▶ TEXTAUSZUG:
· · · · ·

Digitale Disruption in der betrieblichen Bildung
Digitale Disruption in der betrieblichen Bildung
Die digitale Transformation verändert Märkte und Unternehmen radikal und umfassend. Viele dieser Veränderungen sind disruptiv und zerstören Bestehendes und Funktionierendes. Aber es entsteht auch Neues. Noch nie war es so einfach, eine große Idee zu entwickeln, ein Unternehmen zu gründen und gleich die ganze Welt als potenziellen Markt zu erobern. Noch nie waren aber auch die Gefahren so groß, von neuen, disruptiven Geschäftsmodellen und Konkurrenten vom Markt gedrängt zu werden. Dies gilt in besonderem Maße auch für den Bildungsbereich.

· · · · ·

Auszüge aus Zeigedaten
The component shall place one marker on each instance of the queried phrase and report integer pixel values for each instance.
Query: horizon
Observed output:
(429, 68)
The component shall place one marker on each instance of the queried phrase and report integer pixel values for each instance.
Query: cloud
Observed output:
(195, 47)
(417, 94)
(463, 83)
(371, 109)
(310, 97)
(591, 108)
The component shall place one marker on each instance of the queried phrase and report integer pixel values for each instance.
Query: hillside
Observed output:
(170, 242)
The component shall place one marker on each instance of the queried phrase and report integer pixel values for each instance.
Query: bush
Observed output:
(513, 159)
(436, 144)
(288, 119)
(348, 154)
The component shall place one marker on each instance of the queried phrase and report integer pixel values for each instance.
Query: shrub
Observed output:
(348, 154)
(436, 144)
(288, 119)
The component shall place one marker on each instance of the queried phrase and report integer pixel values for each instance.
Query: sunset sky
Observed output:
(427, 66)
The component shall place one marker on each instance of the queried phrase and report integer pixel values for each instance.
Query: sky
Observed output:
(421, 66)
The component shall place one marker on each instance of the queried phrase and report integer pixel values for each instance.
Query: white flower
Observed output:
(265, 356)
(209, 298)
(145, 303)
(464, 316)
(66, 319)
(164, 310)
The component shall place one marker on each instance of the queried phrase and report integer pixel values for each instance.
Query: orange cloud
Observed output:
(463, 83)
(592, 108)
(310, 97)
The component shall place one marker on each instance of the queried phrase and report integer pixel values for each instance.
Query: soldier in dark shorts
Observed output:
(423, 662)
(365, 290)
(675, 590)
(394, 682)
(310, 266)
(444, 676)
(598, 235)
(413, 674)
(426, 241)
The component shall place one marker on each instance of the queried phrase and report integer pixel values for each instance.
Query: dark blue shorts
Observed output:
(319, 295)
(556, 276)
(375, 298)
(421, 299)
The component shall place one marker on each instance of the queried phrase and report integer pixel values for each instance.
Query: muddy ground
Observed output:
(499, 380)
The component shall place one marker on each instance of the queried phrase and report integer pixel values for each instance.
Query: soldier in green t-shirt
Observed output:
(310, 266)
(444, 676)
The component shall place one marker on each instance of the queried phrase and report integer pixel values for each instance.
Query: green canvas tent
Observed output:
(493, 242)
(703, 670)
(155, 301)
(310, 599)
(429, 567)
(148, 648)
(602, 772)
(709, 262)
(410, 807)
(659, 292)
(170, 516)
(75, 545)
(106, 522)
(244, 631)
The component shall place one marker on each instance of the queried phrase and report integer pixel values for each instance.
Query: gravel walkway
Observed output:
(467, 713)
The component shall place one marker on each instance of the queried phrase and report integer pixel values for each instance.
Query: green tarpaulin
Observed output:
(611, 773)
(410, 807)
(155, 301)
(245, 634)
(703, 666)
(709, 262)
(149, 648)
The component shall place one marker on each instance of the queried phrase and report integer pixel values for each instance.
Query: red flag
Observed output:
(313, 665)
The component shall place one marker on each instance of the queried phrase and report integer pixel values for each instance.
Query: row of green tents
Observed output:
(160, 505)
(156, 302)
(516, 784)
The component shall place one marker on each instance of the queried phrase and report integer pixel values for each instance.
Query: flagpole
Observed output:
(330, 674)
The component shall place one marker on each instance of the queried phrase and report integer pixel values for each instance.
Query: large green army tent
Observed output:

· · · · ·

▶ AUFGABE:
Beantworten Sie anhand des Textauszugs zur digitalen Disruption:
(a) Wie verändert die digitale Transformation Märkte und Unternehmen?
(b) Was zerstören viele der disruptiven Veränderungen?
(c) Für welchen Bereich gilt die Gefahr durch neue Geschäftsmodelle und Konkurrenten in besonderem Maße?
Stützen Sie sich ausschließlich auf den Textauszug.

▶ LÖSUNG:
(a) Radikal und umfassend.
(b) Bestehendes und Funktionierendes.
(c) Für den Bildungsbereich.